Position annotation records
****
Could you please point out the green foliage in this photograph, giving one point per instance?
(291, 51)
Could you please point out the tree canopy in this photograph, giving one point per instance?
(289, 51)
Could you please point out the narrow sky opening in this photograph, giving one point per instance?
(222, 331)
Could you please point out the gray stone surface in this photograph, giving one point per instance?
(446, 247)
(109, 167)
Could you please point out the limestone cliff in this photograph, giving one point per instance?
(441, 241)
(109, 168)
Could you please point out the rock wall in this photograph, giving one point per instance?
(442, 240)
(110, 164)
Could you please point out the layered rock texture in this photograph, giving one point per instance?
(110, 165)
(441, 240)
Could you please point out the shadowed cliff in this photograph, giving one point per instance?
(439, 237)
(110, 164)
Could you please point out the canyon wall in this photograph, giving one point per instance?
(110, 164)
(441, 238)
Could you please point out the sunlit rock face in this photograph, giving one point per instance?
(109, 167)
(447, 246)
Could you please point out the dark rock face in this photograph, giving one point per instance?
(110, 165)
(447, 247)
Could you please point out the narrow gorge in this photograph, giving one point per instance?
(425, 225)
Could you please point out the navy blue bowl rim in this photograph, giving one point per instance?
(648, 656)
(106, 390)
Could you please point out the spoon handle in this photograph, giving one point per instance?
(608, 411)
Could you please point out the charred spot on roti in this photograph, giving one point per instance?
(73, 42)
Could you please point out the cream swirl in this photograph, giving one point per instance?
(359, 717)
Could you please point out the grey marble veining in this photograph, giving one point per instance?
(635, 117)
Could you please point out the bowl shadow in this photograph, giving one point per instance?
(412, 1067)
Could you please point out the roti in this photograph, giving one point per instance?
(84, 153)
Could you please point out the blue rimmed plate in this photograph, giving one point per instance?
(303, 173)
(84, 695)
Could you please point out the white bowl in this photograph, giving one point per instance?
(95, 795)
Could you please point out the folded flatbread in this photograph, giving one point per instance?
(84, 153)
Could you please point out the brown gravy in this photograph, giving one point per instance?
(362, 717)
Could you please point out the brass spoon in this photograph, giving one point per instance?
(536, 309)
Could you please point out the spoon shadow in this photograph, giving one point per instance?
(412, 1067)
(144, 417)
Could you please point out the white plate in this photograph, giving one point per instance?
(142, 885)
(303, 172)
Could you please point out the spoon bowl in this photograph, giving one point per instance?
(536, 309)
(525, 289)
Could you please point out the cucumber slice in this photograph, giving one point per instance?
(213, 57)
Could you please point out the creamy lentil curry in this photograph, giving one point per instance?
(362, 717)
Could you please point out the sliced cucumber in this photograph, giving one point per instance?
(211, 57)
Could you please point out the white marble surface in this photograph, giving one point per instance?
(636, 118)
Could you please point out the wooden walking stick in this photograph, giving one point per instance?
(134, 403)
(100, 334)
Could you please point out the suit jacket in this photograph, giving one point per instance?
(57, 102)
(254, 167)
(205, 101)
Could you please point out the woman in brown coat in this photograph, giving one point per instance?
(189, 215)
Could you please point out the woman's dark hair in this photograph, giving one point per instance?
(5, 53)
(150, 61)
****
Set problem:
Output all of the material, please, exactly as it stands.

Worked answer:
Could you please point out the green foliage in this photograph, giving one point per instance?
(291, 51)
Could you please point out the tree canopy in this photograph, giving one point per instance?
(289, 51)
Could you please point out the narrow sky opening in this photograph, giving one point per instance?
(222, 331)
Could you please point out the gray stone surface in this photograph, giving one point per instance?
(446, 247)
(109, 167)
Could you please point out the limestone cliff in this photograph, giving one point per instance?
(441, 241)
(109, 168)
Could you please point out the rock wall in this photograph, giving one point per instance?
(442, 240)
(110, 164)
Could you please point out the layered rock texture in this photograph, giving one point per instance?
(110, 165)
(441, 240)
Could you please point out the shadowed cliff in this photograph, giving one point per instance?
(439, 237)
(110, 164)
Could you please point out the canyon wall in this photograph, giving one point per instance?
(110, 164)
(441, 238)
Could you please point out the sunlit rock face in this photograph, giving one point per instance?
(109, 167)
(447, 246)
Could you please point out the dark rock face in this photograph, giving one point per instance?
(110, 165)
(447, 247)
Could you please point out the narrow gorge in this photograph, giving one point per instance?
(425, 225)
Could you please point out the navy blue bowl rim in this photograph, giving one point per instance?
(648, 656)
(106, 390)
Could you please point out the spoon handle in this photograph, giving one point per instance?
(608, 411)
Could you please point out the charred spot on roti in this photograph, giving one point per instance?
(73, 42)
Could you please point out the cream swirl in this photograph, giving one point per instance?
(359, 717)
Could you please point out the grey marble veining in this photograph, giving one point per instance?
(635, 117)
Could you please point out the bowl shadow in this photograph, giving one point per instance?
(412, 1067)
Could you please point out the roti in this photograph, giving one point per instance?
(84, 153)
Could you please point out the blue rimmed plate in this photograph, giving one point per instance?
(303, 173)
(84, 695)
Could you please point out the white bowl in this photograph, giving one point per instance?
(95, 795)
Could you please point out the folded flatbread in this photograph, giving one point per instance?
(84, 153)
Could you please point out the brown gravy in this photograph, giving one point per instance?
(362, 717)
Could you please point out the brass spoon in this photograph, giving one point per instance?
(536, 309)
Could you please point out the spoon shadow in this photograph, giving one point per instance?
(412, 1067)
(144, 417)
Could you please point out the white plate in this photograph, giving one point per instance?
(142, 885)
(303, 172)
Could you please point out the spoon bowl in this photograph, giving one point per instance?
(536, 309)
(525, 289)
Could you please point out the cucumber slice in this photograph, giving one point per instance?
(213, 57)
Could you please point out the creamy lentil curry in this photograph, giving one point per instance?
(362, 717)
Could you please point out the sliced cucumber in this photograph, giving one point per instance?
(211, 57)
Could you please point out the white marble surface in this photograph, giving one point per instance?
(636, 118)
Could you please point out the wooden walking stick in this photograph, giving one point per instance?
(134, 403)
(100, 334)
Could you please point out the suit jacket in this photograph, giving one point per instance?
(57, 102)
(254, 167)
(205, 101)
Could you please point out the woman in brown coat in this photograph, giving one point per instance?
(189, 215)
Could you please point out the woman's dark hair in this photograph, giving one point per instance?
(5, 53)
(150, 61)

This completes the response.